◆ **Stated problem**: In the article on Urbano Antillón below, who was his opponent for the interim WBA Lightweight Championship in July 2009?

◆ **Article**:
Urbano Antillón

Personal information
- Born: September 5, 1982 (age 43) Maywood, California, U.S.
- Height: 5 ft 7+1⁄2 in (171 cm)
- Weight: Super featherweight Lightweight

Boxing career
- Reach: 69 in (175 cm)
- Stance: Orthodox

Boxing record
- Total fights: 32
- Wins: 29
- Win by KO: 21
- Losses: 3

= Urbano Antillón =

American boxer (born 1982)

Urbano Antillón (born September 5, 1982) is an American former professional boxer. He challenged twice for a lightweight world title, and held the WBO–NABO and NABF super featherweight titles.

==Early life==
Antillón was born to Urbano and Amelia Antillon and is the youngest of four children. He was born and raised in Maywood, California.

==Amateur career==
Antillón became active in karate and boxing at a young age, choosing boxing as his career choice. To this day, Antillón still trains at the Maywood Boxing Club, in Maywood, California.

After 40 amateur fights, Urbano decided to turned pro at the age of eighteen, under the tutelage of trainer Rudy Hernandez. In 2005, Antillón was signed by Top Rank, the boxing promotion company founded by Bob Arum.

==Professional career==
Defeating the likes of Daniel Attah, Bobby Pacquiao in the first round, Fernando Trejo, Roque Cassiani, José Luis Soto Karass and Ivan Valle. Antillón has won two regional titles, WBO NABO and NABF in the Super Featherweight division.

===WBA Lightweight title===
In July 2009, Antillón the pride of Maywood California, fought Miguel Acosta for the interim WBA Lightweight Championship. Antillon was upset in the bout, being knocked out in the 9th round with an uppercut.

===WBC Lightweight title===
On December 4, 2010, Urbano lost to WBC Lightweight Champion Humberto Soto at the Honda Center in Anaheim, California.

===WBA Lightweight title===

In his next bout Antillón lost to undefeated WBA Lightweight Champion, Brandon Ríos.

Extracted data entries

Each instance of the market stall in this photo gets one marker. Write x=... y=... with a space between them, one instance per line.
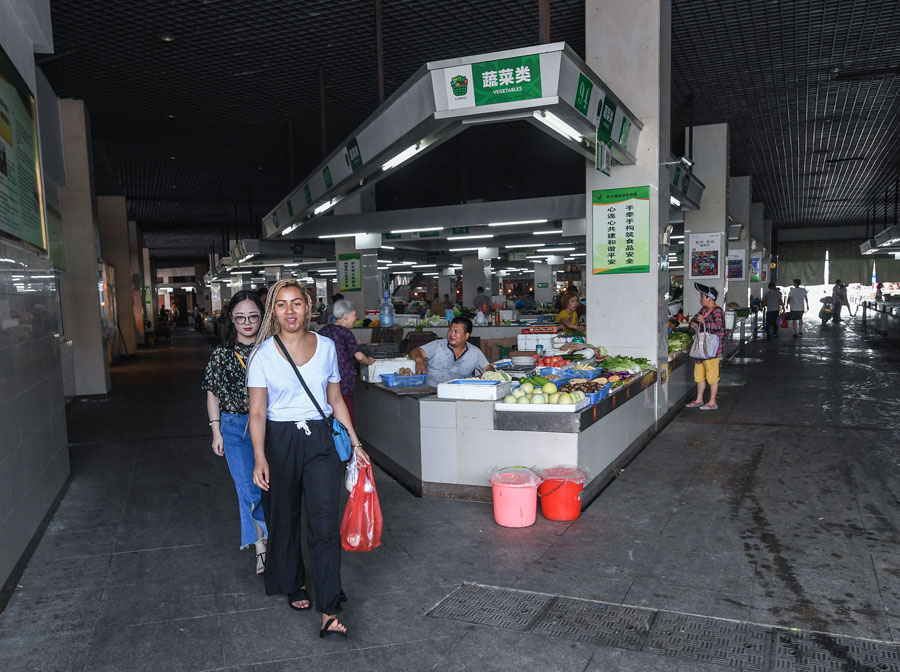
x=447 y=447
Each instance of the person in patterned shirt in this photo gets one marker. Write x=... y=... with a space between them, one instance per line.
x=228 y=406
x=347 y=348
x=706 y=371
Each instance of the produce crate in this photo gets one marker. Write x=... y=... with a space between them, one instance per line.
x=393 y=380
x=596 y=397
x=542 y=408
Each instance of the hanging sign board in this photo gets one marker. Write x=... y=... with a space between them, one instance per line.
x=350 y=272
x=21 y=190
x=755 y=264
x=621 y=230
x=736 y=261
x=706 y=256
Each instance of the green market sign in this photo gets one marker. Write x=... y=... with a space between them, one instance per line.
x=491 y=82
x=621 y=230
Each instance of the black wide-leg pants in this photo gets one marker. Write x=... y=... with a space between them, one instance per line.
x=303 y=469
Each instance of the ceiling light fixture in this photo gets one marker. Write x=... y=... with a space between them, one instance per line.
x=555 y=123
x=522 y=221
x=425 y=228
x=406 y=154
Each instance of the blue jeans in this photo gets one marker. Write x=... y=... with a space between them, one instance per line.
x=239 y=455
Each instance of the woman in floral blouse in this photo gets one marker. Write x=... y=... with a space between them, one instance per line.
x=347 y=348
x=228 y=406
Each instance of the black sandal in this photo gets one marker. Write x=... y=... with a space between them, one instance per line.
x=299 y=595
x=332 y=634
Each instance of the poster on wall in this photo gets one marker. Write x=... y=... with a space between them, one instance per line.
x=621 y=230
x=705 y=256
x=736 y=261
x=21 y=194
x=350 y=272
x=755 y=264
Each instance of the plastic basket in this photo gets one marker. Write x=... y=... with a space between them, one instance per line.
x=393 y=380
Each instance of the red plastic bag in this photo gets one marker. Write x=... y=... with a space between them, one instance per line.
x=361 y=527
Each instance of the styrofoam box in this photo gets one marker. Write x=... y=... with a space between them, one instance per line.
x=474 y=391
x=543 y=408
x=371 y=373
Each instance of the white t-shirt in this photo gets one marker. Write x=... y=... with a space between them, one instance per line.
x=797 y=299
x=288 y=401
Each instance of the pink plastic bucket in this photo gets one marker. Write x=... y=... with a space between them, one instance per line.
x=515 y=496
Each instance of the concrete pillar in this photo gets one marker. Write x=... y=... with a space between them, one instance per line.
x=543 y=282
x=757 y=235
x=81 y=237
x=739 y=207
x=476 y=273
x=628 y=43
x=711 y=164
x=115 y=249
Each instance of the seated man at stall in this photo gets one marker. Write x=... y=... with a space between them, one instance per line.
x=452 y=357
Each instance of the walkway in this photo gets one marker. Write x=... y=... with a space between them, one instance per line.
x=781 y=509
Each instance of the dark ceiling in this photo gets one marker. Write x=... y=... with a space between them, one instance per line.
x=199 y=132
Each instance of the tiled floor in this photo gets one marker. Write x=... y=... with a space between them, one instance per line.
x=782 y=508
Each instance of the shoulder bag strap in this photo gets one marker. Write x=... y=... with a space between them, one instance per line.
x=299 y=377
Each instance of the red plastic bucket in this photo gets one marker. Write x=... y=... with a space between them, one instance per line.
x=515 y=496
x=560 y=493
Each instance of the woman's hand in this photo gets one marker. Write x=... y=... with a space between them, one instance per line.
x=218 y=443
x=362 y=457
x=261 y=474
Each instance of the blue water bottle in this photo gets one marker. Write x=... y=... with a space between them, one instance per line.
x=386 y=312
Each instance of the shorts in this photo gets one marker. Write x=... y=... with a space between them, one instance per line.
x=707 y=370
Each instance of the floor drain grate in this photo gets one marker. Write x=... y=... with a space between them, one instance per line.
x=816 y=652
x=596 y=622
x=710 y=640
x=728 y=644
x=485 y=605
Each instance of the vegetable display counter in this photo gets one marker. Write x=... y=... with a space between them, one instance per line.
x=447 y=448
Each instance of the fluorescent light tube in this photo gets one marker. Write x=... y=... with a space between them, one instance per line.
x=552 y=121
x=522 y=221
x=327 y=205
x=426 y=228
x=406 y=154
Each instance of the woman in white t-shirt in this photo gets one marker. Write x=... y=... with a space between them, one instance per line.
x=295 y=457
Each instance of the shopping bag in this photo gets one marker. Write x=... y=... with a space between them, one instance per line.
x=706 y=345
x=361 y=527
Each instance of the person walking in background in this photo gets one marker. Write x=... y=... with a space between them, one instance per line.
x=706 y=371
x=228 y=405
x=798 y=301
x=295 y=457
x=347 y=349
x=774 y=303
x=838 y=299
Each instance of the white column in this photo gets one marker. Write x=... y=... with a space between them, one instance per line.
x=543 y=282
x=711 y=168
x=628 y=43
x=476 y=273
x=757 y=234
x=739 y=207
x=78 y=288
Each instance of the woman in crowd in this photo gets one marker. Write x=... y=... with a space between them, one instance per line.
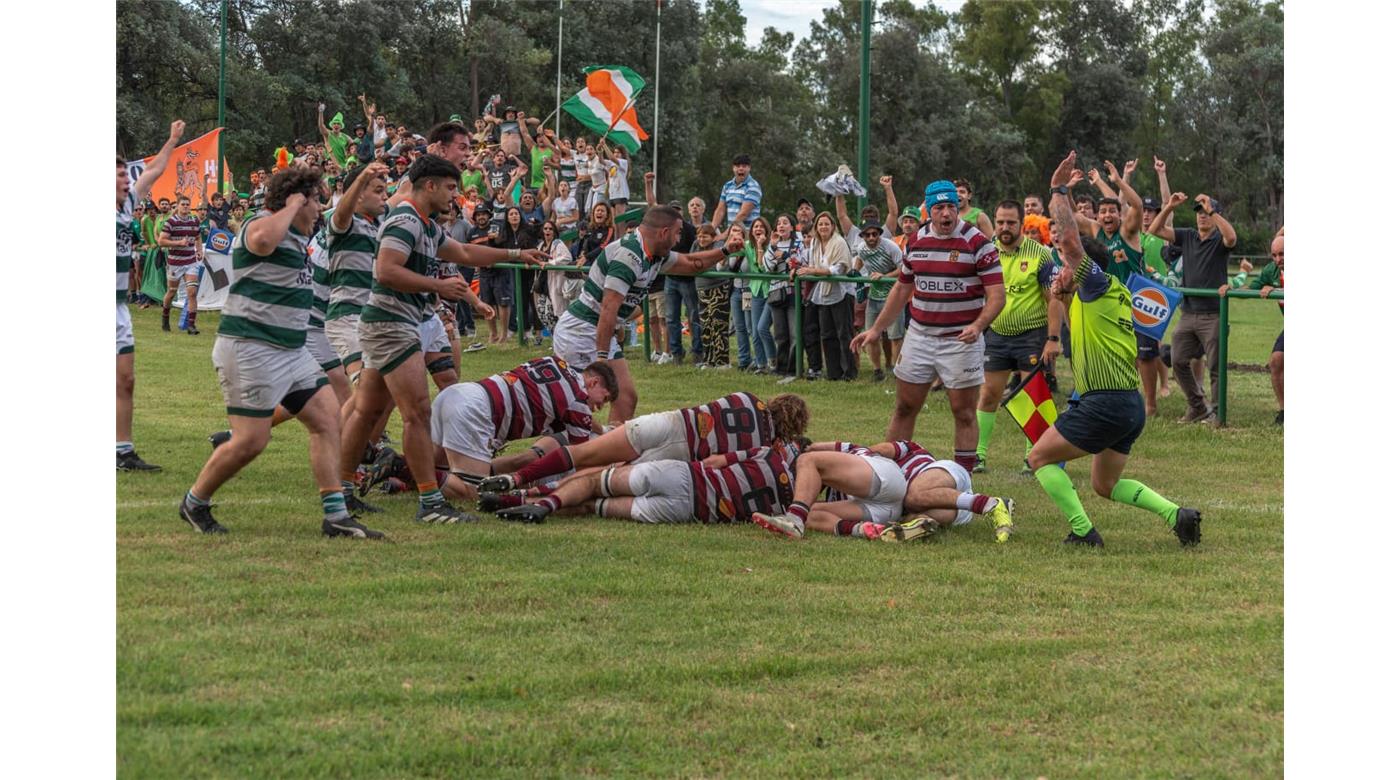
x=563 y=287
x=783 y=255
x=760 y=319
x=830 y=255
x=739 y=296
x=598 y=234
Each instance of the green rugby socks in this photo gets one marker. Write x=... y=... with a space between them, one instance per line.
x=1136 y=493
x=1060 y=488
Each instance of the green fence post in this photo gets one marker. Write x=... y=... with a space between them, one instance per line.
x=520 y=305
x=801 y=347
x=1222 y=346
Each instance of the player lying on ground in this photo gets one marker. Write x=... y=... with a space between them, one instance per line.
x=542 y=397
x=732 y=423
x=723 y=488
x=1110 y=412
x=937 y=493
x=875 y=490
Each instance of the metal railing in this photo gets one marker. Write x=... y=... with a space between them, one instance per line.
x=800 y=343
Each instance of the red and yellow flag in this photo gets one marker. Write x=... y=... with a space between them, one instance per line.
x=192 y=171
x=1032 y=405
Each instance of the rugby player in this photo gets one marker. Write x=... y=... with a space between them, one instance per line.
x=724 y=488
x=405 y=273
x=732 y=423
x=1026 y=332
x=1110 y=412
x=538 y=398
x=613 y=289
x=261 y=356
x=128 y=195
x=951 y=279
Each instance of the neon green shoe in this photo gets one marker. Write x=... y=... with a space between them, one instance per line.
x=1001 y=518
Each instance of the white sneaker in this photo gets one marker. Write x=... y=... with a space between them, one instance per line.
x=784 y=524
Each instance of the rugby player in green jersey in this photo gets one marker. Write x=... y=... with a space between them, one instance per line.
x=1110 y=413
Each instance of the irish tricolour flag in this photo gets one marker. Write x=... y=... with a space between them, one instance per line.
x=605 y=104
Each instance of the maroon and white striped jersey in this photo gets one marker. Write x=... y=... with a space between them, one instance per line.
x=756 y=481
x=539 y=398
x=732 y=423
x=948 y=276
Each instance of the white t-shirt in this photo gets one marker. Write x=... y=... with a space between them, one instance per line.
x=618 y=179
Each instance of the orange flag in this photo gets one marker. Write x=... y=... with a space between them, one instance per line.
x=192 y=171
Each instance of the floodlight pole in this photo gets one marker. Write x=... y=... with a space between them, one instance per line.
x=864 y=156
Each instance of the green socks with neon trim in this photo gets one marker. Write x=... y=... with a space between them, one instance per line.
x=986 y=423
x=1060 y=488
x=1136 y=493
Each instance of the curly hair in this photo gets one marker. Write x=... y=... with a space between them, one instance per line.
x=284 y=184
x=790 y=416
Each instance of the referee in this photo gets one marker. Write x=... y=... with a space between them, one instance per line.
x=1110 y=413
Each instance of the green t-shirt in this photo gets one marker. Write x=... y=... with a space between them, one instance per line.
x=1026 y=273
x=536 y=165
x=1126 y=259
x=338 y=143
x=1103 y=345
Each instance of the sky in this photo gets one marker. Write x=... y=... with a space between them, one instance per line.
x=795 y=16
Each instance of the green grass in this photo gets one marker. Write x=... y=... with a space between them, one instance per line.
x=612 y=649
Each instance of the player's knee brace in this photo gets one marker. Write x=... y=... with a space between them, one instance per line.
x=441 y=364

◆ **The result**: Miguel Acosta